→ What needs to be done
In the records below, begin at the line containing "Q: In the photo above, point to the shadow" and stop after the line containing "(1167, 718)". Lay out those lines as a JSON list of strings, one string per line, leaving out blank lines.
[Begin Task inputs]
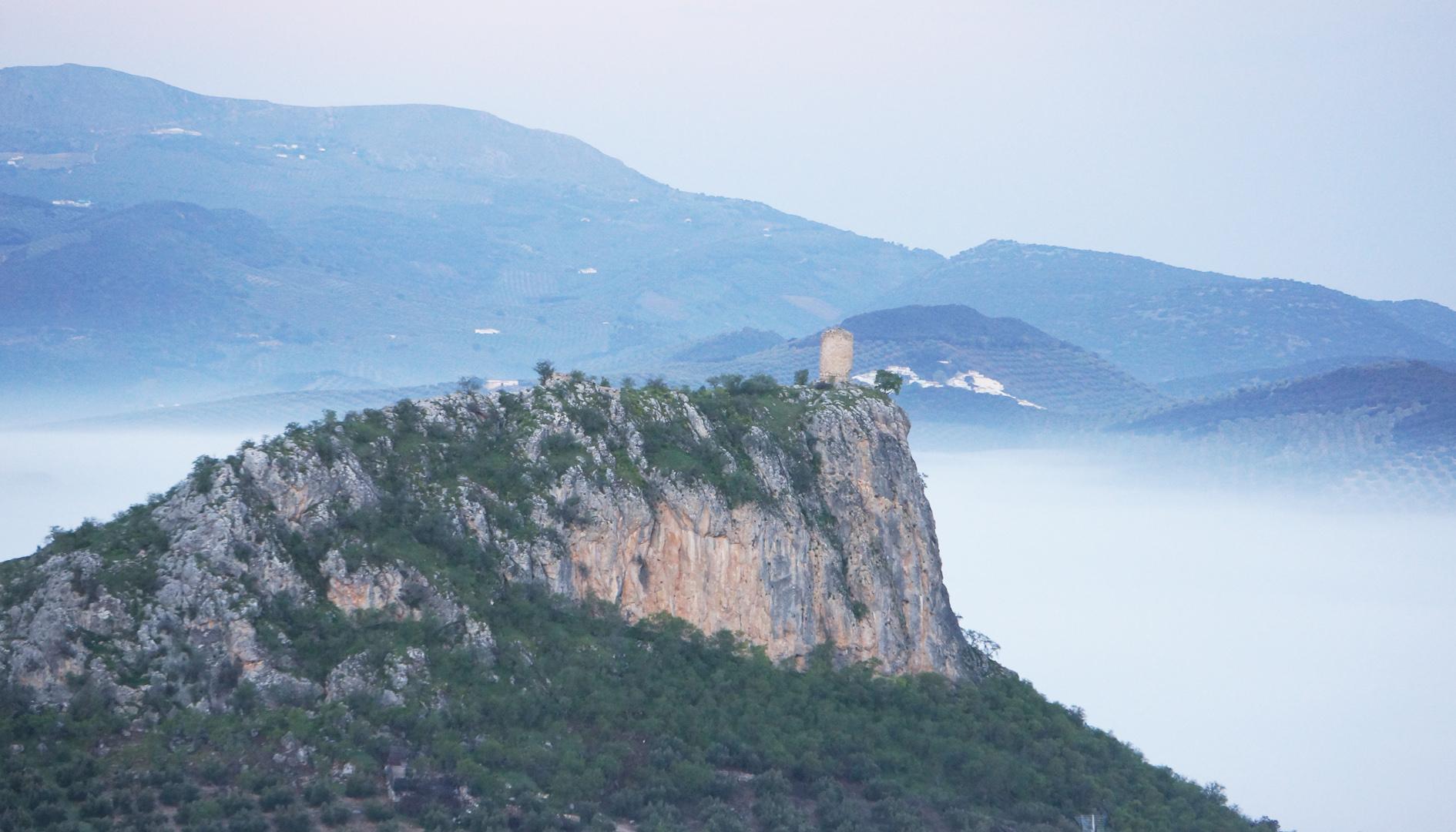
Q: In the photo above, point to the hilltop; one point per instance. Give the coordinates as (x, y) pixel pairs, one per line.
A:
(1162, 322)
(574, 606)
[End Task inputs]
[Begin Task inputs]
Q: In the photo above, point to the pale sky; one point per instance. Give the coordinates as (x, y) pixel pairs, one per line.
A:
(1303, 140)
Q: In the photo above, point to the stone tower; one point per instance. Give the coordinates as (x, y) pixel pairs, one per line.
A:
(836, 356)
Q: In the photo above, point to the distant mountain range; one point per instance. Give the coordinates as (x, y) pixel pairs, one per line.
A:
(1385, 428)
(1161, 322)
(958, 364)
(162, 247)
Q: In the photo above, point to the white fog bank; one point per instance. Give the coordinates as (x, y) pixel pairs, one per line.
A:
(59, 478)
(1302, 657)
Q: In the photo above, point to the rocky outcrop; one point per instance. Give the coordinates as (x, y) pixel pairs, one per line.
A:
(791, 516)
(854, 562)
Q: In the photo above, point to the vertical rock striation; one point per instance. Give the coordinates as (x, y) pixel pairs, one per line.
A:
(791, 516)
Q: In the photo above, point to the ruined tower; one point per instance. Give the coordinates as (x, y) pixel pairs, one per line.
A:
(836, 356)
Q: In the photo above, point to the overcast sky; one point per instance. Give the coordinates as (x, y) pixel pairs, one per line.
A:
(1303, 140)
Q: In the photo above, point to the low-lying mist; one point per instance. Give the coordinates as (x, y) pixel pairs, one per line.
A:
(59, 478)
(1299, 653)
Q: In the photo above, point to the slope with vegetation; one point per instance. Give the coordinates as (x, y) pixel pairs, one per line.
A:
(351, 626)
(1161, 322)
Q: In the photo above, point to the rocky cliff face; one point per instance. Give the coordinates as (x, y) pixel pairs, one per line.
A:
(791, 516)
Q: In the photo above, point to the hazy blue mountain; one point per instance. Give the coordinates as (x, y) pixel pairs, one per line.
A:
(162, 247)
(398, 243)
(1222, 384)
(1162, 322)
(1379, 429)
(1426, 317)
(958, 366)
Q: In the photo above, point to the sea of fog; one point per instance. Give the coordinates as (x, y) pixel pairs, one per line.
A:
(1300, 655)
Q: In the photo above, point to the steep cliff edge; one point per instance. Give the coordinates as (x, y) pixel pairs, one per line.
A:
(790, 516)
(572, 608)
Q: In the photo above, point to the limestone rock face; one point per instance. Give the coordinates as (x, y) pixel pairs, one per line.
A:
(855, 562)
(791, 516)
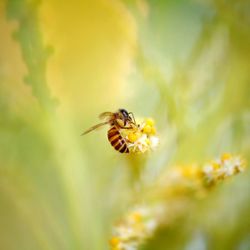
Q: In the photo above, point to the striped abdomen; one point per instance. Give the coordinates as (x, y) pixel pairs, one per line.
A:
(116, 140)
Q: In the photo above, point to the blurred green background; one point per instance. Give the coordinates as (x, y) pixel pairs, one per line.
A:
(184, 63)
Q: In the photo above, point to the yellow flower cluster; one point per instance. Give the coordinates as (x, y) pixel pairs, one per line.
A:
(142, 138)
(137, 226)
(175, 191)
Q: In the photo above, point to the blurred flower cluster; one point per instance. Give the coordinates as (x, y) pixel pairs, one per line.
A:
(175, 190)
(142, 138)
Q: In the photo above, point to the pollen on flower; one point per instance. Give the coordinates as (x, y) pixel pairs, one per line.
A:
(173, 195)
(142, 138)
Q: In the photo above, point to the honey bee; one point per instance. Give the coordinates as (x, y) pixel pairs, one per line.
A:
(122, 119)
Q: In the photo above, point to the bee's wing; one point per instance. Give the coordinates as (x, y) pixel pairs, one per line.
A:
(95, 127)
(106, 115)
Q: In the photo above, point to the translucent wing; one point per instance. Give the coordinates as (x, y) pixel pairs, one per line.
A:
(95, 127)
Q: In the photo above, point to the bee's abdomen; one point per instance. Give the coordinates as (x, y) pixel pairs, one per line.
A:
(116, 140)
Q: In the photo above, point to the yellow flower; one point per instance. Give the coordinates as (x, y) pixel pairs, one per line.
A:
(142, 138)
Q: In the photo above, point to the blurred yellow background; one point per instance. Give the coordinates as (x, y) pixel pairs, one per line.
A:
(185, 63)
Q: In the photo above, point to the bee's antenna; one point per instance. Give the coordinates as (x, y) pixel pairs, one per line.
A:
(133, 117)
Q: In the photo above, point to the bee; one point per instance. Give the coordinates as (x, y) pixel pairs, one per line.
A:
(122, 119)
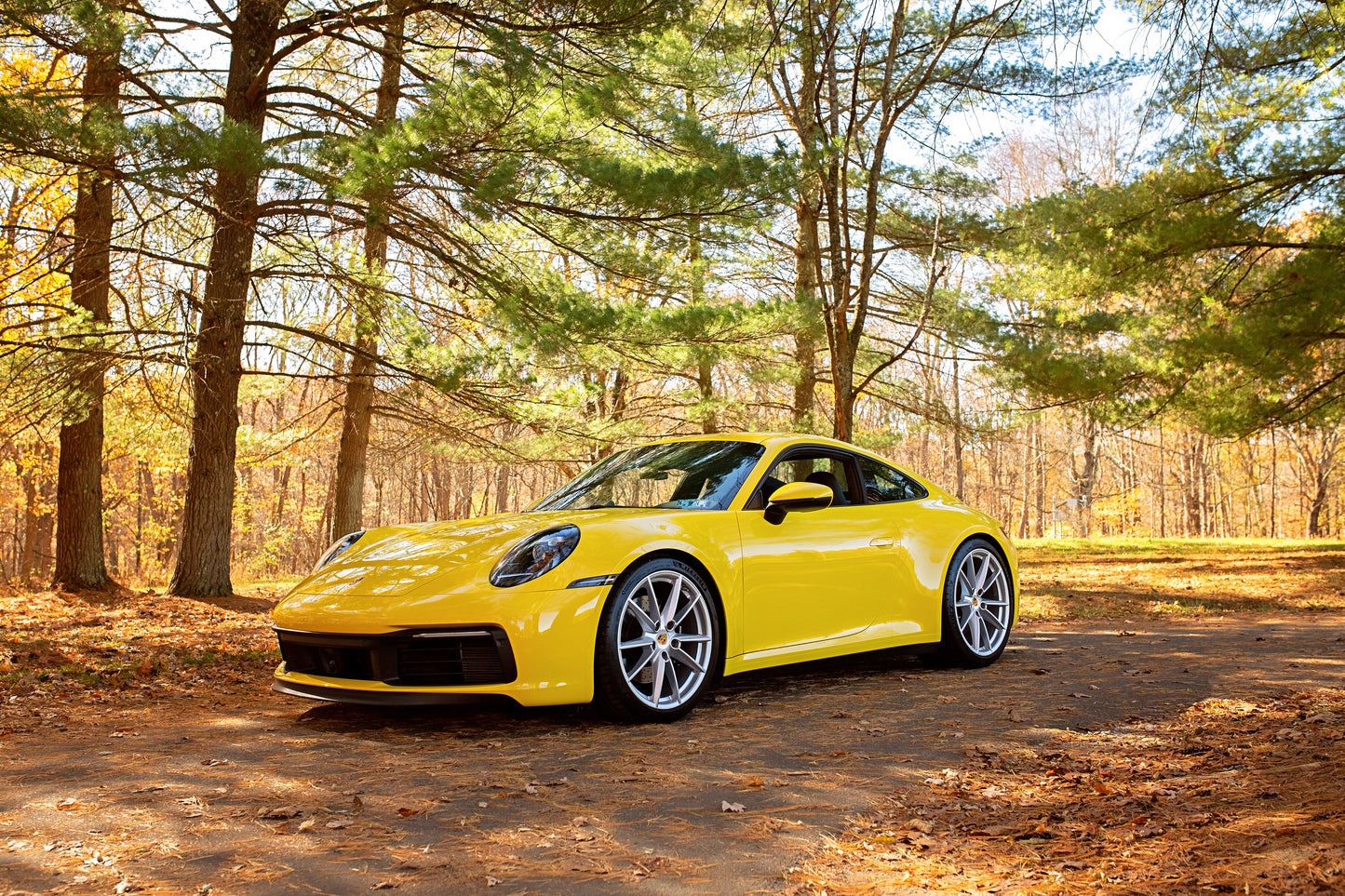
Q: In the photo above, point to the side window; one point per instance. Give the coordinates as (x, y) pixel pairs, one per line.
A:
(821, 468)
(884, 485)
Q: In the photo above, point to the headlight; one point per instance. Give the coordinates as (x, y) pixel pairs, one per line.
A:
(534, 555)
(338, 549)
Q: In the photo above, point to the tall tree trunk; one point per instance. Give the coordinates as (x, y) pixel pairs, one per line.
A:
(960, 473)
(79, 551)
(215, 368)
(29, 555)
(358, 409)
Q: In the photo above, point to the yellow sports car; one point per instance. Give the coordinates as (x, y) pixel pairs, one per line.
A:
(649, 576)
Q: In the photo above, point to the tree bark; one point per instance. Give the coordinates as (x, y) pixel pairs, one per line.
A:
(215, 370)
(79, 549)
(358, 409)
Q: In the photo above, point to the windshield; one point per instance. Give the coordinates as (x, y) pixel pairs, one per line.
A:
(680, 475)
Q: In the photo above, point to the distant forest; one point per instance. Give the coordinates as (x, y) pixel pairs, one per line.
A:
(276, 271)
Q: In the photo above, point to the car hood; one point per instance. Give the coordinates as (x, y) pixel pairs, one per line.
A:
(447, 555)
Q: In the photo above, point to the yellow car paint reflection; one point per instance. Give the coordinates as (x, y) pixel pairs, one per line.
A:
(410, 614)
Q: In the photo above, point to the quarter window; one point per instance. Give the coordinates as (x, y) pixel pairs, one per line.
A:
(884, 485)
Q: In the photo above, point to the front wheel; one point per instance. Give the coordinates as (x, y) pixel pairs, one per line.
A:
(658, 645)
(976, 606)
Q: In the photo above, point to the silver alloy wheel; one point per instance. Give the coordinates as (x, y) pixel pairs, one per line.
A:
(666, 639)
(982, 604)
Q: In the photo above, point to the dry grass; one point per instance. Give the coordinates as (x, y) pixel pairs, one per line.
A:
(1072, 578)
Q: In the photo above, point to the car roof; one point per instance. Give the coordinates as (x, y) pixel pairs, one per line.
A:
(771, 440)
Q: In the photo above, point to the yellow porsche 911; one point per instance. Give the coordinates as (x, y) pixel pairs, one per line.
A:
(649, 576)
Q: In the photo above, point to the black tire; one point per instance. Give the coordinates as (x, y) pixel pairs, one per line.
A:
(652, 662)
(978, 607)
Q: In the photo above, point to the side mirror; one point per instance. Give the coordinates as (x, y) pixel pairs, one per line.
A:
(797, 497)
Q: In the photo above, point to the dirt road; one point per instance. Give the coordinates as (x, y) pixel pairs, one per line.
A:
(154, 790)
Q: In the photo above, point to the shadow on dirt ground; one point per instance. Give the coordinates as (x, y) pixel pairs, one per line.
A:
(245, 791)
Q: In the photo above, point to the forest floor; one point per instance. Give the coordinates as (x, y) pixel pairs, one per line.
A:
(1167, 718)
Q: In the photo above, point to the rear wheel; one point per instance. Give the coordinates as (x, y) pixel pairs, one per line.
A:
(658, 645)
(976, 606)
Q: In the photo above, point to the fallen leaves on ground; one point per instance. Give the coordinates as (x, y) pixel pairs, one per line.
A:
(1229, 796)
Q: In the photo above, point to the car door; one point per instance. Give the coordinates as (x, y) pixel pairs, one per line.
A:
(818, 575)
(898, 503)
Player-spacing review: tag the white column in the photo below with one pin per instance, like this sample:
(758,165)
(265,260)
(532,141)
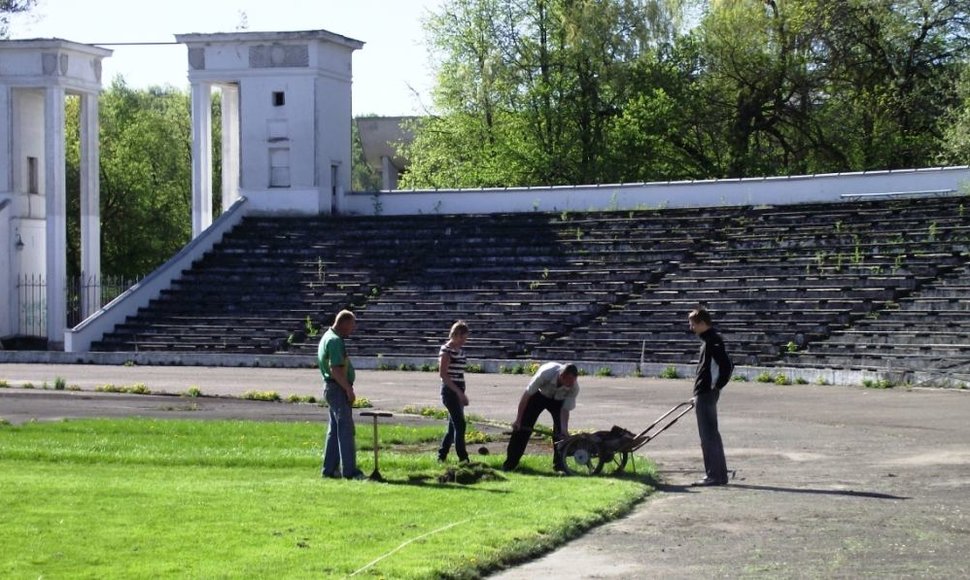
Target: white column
[End Task inputs]
→ The completed task
[
  "Q: In the photo above, point to the shadow on dirt ground; one point per instance. Give the coordinates as (x, y) pixel pairs, one per line.",
  "A:",
  "(245, 791)",
  "Q: In the photo above, point to the forest floor; one point per instance. Give the coordinates as (x, y) pixel pairs, one per line.",
  "A:",
  "(1167, 718)"
]